→ **SET TASK**
Pull out every line of the data below that contains the word "dark", matching case exactly.

Dataset items:
|---|
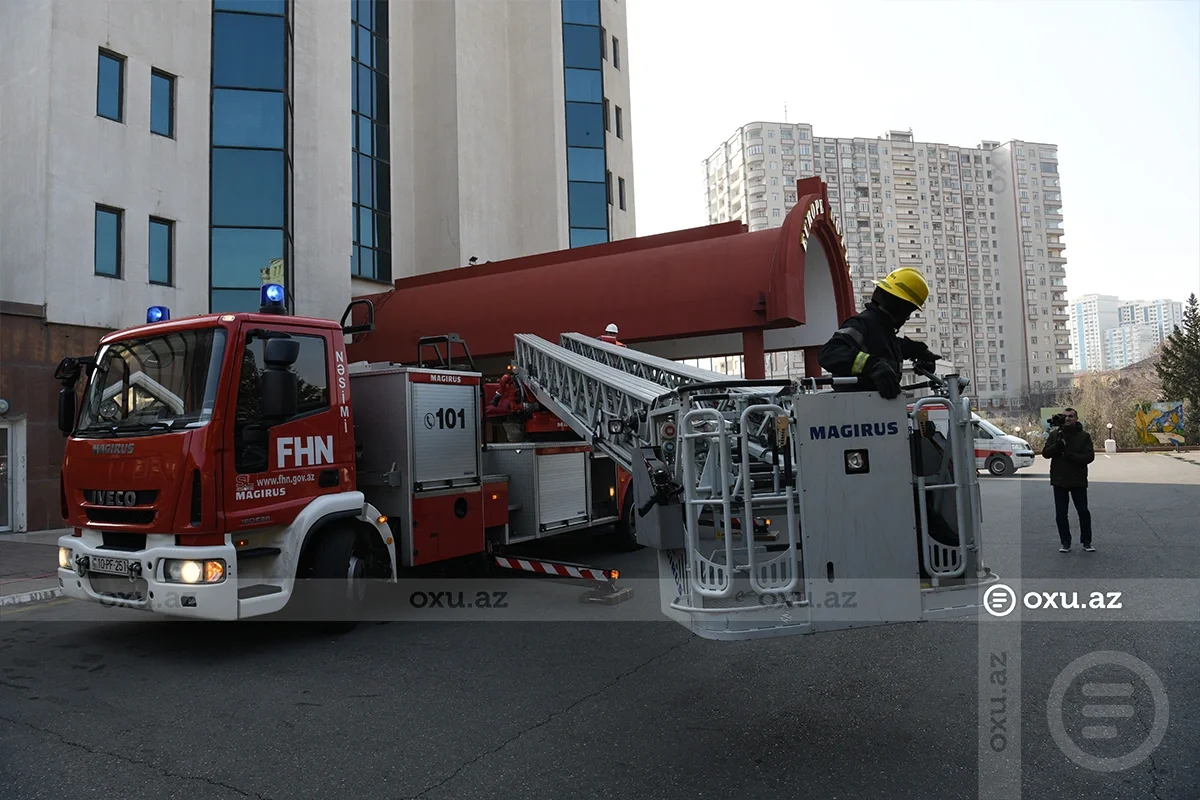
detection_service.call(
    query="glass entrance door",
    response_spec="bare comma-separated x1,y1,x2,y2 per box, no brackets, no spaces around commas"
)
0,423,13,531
|---|
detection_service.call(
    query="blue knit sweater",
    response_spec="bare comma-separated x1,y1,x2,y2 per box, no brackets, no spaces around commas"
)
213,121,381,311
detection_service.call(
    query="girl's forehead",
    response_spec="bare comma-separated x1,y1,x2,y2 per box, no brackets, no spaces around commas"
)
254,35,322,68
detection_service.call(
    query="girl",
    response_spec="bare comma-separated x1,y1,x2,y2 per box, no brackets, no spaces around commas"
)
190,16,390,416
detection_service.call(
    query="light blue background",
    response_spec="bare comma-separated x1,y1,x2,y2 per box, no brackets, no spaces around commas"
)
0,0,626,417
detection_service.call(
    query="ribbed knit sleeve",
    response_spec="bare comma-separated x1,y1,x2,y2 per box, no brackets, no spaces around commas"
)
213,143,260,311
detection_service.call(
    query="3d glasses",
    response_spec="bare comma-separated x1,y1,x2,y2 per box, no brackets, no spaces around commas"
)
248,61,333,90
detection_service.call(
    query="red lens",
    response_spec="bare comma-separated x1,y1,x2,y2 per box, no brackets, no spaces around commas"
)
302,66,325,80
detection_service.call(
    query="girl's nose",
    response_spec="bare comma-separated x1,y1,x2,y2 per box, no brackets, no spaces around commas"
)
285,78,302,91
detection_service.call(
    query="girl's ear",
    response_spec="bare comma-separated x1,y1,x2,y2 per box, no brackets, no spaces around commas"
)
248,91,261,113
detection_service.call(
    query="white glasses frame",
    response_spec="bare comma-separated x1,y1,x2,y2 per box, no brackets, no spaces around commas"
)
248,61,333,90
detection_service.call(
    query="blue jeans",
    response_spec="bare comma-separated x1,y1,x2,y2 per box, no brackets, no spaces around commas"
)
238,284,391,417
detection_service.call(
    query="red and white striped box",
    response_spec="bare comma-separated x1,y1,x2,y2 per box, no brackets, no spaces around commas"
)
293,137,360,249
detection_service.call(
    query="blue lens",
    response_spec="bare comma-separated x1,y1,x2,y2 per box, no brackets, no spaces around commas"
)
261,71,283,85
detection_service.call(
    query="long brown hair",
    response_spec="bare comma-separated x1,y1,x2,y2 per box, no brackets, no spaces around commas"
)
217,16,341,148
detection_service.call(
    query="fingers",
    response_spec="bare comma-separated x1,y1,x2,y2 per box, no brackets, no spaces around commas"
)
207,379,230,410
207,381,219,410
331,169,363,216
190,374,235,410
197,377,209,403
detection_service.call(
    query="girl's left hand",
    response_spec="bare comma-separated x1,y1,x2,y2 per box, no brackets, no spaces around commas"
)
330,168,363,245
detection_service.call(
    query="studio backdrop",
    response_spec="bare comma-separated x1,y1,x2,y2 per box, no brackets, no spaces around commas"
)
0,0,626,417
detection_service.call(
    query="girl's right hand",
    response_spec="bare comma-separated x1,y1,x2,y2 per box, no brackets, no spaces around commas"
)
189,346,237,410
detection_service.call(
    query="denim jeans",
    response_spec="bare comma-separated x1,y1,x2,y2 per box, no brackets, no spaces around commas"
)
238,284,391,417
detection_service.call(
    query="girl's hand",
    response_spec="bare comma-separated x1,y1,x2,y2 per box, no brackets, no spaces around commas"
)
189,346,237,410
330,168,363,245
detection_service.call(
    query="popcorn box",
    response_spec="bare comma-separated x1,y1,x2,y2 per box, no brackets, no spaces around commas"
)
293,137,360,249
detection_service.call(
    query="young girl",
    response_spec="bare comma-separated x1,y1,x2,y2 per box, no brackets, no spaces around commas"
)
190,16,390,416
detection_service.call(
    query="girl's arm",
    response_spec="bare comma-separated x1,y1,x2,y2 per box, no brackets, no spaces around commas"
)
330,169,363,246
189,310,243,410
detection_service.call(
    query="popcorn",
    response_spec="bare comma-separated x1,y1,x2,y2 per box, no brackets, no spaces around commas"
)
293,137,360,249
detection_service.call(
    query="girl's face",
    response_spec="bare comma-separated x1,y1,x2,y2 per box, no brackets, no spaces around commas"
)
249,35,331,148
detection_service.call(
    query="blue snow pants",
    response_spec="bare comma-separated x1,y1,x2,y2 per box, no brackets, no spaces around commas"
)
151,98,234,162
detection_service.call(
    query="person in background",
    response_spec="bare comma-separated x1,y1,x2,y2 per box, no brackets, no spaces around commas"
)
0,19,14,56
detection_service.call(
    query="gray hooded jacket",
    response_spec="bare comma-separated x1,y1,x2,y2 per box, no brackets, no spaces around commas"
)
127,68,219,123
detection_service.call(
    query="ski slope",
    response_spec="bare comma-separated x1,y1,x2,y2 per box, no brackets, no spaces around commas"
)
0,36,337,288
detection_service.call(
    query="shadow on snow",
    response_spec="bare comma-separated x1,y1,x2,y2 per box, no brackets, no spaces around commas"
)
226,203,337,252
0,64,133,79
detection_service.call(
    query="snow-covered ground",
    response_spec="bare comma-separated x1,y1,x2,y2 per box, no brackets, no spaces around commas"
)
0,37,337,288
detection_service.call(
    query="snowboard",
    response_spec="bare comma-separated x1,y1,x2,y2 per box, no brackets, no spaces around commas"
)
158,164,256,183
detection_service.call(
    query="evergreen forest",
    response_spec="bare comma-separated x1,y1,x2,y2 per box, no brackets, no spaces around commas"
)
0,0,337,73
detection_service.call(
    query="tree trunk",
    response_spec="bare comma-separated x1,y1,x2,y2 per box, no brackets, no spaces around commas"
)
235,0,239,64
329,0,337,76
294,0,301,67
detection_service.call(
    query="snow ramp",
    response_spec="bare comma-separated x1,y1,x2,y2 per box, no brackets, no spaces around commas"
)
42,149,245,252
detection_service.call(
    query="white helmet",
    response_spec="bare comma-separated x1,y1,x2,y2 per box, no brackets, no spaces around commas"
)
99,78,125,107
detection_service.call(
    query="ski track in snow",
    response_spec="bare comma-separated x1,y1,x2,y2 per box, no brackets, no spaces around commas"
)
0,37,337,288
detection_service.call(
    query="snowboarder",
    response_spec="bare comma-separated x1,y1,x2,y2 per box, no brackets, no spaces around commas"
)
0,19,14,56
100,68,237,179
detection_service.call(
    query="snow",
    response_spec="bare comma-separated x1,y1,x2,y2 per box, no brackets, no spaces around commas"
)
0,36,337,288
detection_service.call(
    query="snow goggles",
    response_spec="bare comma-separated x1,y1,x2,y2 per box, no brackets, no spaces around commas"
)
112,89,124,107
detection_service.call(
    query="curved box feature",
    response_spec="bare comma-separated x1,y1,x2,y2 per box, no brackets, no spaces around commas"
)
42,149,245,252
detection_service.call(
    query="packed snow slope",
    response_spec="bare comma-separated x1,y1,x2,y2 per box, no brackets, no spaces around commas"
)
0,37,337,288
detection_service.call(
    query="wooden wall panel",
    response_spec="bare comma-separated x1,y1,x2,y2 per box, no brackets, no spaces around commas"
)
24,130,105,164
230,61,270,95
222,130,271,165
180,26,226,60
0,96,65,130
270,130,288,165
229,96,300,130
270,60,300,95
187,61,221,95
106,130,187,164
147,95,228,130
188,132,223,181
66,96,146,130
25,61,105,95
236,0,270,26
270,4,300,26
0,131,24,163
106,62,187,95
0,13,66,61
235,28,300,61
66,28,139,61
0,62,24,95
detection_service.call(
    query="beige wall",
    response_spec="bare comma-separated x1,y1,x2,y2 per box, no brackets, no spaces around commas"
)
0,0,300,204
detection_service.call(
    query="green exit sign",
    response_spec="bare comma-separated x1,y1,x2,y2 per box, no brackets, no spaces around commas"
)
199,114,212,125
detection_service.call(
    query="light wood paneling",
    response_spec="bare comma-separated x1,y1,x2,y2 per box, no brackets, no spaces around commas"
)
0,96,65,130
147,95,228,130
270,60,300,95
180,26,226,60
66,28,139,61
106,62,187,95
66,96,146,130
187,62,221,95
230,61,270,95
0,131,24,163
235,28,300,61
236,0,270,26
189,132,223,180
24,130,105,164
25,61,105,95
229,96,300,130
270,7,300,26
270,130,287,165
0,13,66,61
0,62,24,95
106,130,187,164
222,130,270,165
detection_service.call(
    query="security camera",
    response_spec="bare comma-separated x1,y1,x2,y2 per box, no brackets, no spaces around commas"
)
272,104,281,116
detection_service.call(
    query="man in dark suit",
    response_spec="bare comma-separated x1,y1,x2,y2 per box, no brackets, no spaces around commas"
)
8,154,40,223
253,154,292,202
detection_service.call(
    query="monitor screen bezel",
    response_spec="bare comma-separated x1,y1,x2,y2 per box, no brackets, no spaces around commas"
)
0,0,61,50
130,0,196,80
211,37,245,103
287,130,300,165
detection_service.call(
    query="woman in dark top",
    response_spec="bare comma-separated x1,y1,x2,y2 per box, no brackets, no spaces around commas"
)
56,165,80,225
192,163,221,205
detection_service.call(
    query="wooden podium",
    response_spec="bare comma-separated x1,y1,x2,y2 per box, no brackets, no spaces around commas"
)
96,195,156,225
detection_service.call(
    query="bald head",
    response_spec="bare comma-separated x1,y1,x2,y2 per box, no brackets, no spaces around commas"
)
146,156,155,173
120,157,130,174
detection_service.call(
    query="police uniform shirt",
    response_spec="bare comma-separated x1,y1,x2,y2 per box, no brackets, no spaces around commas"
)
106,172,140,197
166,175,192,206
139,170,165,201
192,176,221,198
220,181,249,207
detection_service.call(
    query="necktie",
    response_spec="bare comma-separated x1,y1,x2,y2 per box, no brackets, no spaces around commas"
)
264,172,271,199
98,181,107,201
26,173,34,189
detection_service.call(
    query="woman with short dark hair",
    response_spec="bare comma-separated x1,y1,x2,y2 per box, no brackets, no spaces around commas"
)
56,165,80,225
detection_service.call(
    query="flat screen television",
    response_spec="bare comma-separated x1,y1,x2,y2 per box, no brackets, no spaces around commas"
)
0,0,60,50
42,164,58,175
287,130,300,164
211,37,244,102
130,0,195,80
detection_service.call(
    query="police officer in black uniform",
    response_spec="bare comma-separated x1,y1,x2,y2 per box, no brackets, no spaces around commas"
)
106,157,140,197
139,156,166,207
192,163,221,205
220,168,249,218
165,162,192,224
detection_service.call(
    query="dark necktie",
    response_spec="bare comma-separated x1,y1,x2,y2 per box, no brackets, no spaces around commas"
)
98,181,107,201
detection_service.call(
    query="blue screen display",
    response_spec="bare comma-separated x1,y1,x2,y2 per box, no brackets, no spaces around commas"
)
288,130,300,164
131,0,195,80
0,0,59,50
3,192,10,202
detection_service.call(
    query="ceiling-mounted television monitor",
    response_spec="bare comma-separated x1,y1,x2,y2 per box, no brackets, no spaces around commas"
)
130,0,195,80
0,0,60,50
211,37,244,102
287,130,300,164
|---|
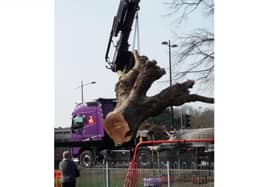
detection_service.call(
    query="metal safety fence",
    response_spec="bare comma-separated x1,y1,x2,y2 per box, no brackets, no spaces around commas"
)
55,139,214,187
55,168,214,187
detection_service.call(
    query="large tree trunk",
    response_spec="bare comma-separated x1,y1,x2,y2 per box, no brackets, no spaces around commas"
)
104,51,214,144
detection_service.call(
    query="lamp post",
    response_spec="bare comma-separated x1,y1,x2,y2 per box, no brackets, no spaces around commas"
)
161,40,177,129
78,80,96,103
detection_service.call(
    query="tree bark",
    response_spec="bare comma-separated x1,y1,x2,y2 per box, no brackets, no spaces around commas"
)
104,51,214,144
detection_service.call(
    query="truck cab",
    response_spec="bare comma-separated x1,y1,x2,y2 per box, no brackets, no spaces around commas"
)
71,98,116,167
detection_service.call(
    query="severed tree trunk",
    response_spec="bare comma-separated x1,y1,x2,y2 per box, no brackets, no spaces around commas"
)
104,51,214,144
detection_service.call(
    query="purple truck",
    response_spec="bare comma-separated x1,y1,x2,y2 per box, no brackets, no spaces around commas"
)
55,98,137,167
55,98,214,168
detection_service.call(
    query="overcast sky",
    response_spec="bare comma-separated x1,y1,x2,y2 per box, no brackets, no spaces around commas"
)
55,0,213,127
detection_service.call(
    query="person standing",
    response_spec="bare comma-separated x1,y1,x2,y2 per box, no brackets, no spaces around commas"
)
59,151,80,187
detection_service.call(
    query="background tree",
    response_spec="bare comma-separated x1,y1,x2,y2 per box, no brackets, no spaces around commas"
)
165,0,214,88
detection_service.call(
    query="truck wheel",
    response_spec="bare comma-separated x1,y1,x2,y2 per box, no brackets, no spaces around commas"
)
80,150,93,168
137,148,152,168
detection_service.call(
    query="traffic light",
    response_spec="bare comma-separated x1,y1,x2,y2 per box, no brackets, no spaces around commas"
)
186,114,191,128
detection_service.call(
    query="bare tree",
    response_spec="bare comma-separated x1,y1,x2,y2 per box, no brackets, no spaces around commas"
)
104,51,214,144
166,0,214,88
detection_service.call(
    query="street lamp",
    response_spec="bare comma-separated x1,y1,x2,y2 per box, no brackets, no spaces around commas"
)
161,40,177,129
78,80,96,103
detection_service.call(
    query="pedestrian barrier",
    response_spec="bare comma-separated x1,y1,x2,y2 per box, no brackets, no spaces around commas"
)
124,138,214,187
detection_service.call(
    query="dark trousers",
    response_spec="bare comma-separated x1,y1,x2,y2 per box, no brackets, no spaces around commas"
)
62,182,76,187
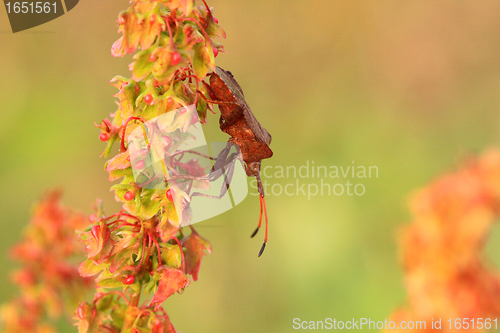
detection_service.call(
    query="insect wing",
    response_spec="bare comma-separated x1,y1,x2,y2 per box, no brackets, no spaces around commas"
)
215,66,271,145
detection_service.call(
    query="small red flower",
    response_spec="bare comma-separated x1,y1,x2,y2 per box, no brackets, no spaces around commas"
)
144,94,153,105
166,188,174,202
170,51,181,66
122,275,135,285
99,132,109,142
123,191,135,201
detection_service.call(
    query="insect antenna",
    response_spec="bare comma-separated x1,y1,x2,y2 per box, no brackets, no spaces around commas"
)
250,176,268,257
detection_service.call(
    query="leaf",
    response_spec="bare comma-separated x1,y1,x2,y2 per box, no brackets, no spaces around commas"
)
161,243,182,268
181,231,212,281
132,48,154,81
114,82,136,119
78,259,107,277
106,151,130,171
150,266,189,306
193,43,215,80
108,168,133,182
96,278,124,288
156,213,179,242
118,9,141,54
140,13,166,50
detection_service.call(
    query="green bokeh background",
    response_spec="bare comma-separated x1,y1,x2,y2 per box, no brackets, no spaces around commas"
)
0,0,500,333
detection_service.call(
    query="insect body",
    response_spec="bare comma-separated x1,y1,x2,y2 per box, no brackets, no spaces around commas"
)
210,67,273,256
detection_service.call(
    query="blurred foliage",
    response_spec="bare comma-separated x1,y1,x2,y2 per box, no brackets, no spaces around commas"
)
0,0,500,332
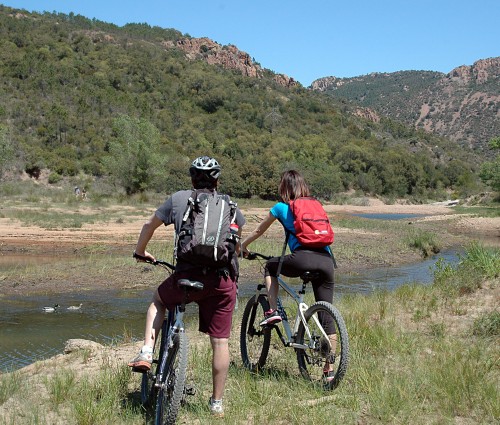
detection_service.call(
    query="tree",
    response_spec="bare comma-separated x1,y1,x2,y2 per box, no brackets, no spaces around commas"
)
|---|
→ **THE REPLY**
    query="man in dark suit",
    query="woman in dark top",
    query="woman with short dark hair",
    query="dark necktie",
    query="dark trousers",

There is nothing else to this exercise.